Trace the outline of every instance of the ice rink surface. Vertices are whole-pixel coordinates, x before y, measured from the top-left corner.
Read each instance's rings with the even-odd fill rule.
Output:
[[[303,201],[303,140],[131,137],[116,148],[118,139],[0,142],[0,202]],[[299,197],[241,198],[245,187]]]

☆ ☆ ☆ ☆ ☆

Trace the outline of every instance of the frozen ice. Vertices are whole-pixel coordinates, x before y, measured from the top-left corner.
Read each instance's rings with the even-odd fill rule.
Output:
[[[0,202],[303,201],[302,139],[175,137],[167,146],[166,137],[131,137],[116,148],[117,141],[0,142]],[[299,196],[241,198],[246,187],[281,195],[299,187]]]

☆ ☆ ☆ ☆ ☆

Instructions to follow >> Pull out every line in the listing above that contains the word "Vertices", and copy each one as it appears.

Answer in full >>
Trace the outline of every instance of the ice rink surface. Vertices are whole-pixel coordinates, x before y, measured from the top-left corner.
Trace the outline of every instance of the frozen ice. Vertices are whole-pixel coordinates, x before y, measured from the top-left corner.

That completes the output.